Texas A&M offers students two pathways for earning an MS in economics. The thesis pathway is the more traditional of the two and includes more of a focus on economics research and creative exploration than the non-thesis pathway. The non-thesis track offers a choice between two concentrations: Financial Economics or Financial Econometrics. Regardless of track, students are assigned an advisory committee of at least three graduate faculty members who can advise them on their thesis or coursework pursuits. Since all students’ study plans are completed before beginning the program, they are able to jump right in without delay once the semester starts.

The thesis option includes 32 credit hours. Some of these are fulfilled via the research and thesis development required for graduation. In addition, thesis-track students must maintain continuous enrollment in the university until they graduate, whereas non-thesis track students may stop and start with slightly more freedom. Both tracks allow up to seven years for degree completion. This is plenty of time, even for working students or those with families. The non-thesis track requires 36 semester credit hours. A maximum of 12 credit hours may be transferred in from another university, or from Texas A&M classes taken as part of a bachelor’s degree program.

━━━

■ Set task:
Pick up the passage about the Texas A&M economics master's degree after its last sentence and carry it forward. The listing shown below was taken from another source.

━━━

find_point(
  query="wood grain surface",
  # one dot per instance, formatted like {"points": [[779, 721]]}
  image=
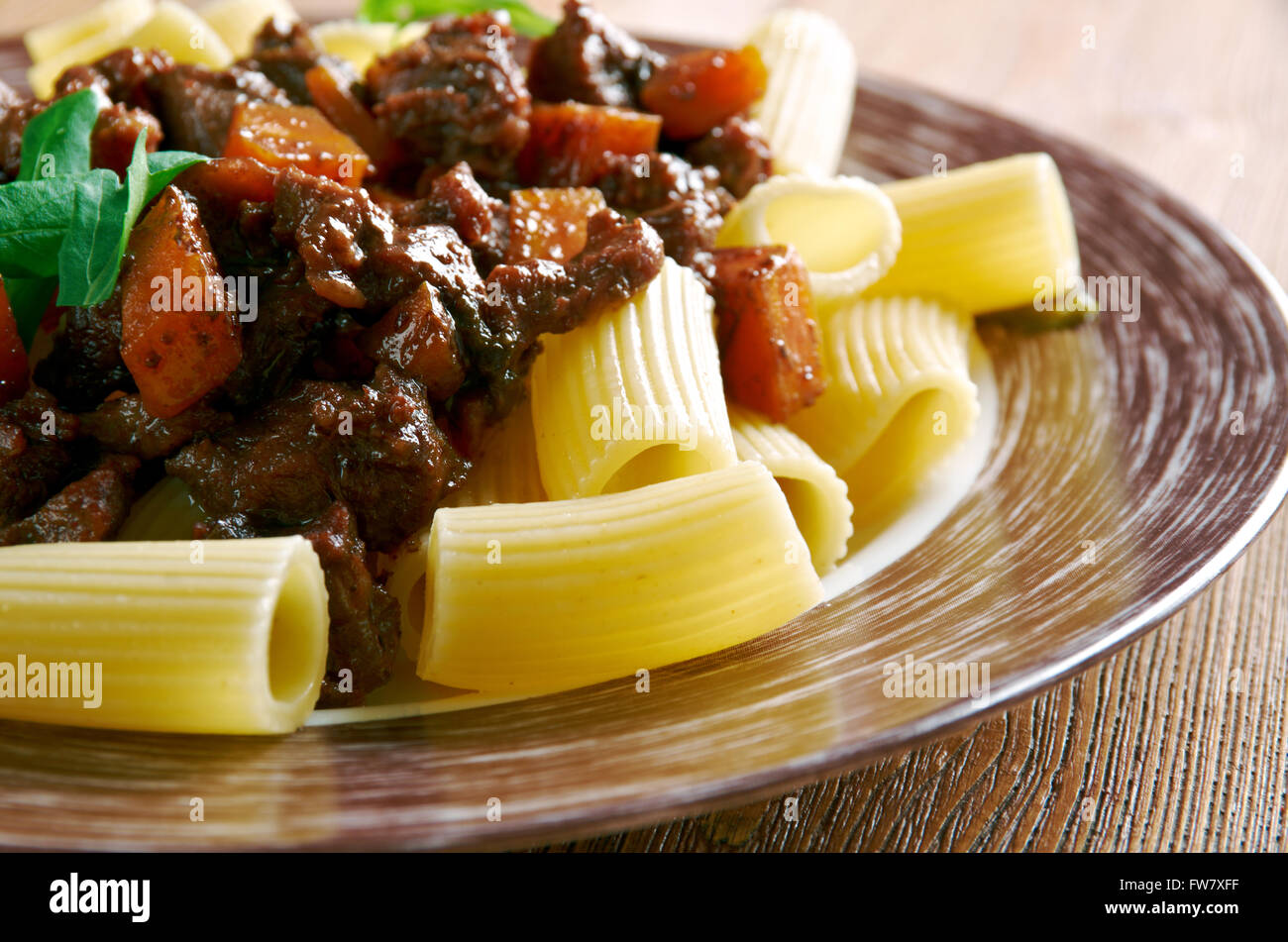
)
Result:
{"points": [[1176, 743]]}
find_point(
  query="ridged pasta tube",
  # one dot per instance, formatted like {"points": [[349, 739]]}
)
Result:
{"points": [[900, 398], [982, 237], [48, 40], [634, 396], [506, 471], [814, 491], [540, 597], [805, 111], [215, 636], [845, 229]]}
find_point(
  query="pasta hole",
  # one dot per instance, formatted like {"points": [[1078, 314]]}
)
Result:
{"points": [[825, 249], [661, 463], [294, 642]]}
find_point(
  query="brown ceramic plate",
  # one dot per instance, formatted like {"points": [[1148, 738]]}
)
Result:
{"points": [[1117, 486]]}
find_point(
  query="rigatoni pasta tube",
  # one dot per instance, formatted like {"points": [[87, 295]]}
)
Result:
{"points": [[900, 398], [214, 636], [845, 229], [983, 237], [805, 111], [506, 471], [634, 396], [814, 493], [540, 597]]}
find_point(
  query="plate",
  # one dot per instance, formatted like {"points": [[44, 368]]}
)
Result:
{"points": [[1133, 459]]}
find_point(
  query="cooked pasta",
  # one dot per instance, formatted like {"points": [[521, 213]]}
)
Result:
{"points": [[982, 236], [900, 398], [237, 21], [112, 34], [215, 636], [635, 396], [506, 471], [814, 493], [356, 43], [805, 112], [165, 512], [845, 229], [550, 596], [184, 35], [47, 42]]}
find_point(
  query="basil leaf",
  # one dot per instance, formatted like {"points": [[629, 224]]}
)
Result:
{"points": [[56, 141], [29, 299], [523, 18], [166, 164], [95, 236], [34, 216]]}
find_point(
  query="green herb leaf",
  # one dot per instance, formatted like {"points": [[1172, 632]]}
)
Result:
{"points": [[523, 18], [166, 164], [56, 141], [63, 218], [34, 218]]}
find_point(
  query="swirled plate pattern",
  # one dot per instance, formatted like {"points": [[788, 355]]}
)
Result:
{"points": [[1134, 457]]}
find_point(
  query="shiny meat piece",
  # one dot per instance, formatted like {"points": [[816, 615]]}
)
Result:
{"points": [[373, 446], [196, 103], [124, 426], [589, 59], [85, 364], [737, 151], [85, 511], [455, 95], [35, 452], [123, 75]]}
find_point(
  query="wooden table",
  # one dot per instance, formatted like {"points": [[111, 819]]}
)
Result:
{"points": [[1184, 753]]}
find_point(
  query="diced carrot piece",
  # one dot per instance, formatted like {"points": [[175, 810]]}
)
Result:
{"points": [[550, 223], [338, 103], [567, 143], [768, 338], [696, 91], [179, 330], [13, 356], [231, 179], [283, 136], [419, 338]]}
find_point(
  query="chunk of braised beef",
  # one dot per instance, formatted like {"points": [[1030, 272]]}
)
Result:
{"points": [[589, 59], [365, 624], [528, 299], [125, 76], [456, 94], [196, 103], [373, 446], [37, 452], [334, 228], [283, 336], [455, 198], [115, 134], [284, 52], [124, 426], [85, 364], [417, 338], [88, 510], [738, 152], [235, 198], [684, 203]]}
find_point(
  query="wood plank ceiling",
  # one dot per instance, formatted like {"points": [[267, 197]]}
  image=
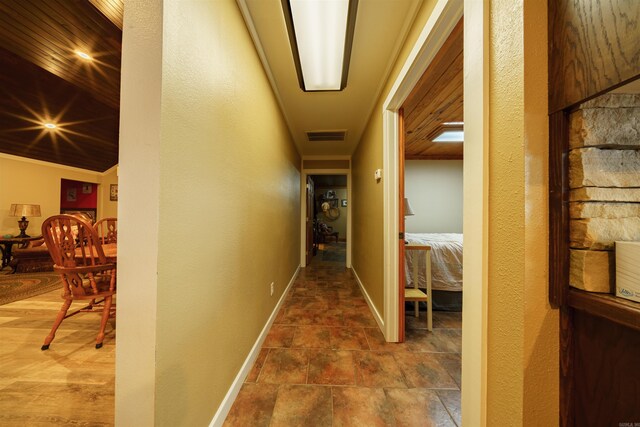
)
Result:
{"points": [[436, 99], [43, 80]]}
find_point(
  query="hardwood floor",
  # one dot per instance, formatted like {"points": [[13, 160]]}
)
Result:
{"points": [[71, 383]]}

━━━

■ Response to this exercise:
The University of Wyoming’s MS in Economics gives students the background they need to succeed in both economic theory and economic analysis. The curriculum is designed for future economists in both private industries and positions with the federal government. It allows students the flexibility to terminate their studies after graduation or to continue for a Ph.D., if they find that research and academia suits their interests. Wyoming offers courses from a variety of fields. Within those fields, students can choose to generalize or specialize in one or two subsections depending on their career ambitions. Concentration areas include Environmental and Natural Resource Economics, International Trade, Industrial Organization, Development Economics, and Behavioral and Experimental Economics.

Furthermore, UW allows students to pursue either a thesis or a non-thesis track for graduation. The thesis track consists of 27 credit hours of coursework plus research and thesis development, while the non-thesis track consists of 30 credit hours of coursework. The non-thesis track still requires students to complete a shorter paper to demonstrate their expertise and understanding of the work completed on the path to graduation. Whichever they choose, students who have the time and resources available to dedicate to the program can complete it in as few as three semesters. Most complete it in four semesters, or across two years.

Getting into this flexible program is a little easier than several competing programs. Applicants are not required to submit letters of recommendation, although, of course, two or three will bolster the odds of being accepted. No resume is required either, but any relevant work experience will be welcomed. Instead, UW typically hosts Skype interviews with promising candidates after the initial review of their application materials. Similar to a professional job interview, these meetings will help determine applicants’ suitability for the program. The department also offers several funding assistance programs for students who show strong promise or who have been to the university before.

Once accepted into the program, UW’s alumni network is almost as valuable as the degree itself. Students are eligible to join a nationwide email list and to work with other UW graduates who’ve already found careers with organizations across the country. UW also fosters a strong sense of collaboration and research, and the university’s economics department specializes in four broad areas of economics research. This is one of the best schools to attend for anyone who is unsure if they wish to stop with a master’s degree or press on to a Ph.D.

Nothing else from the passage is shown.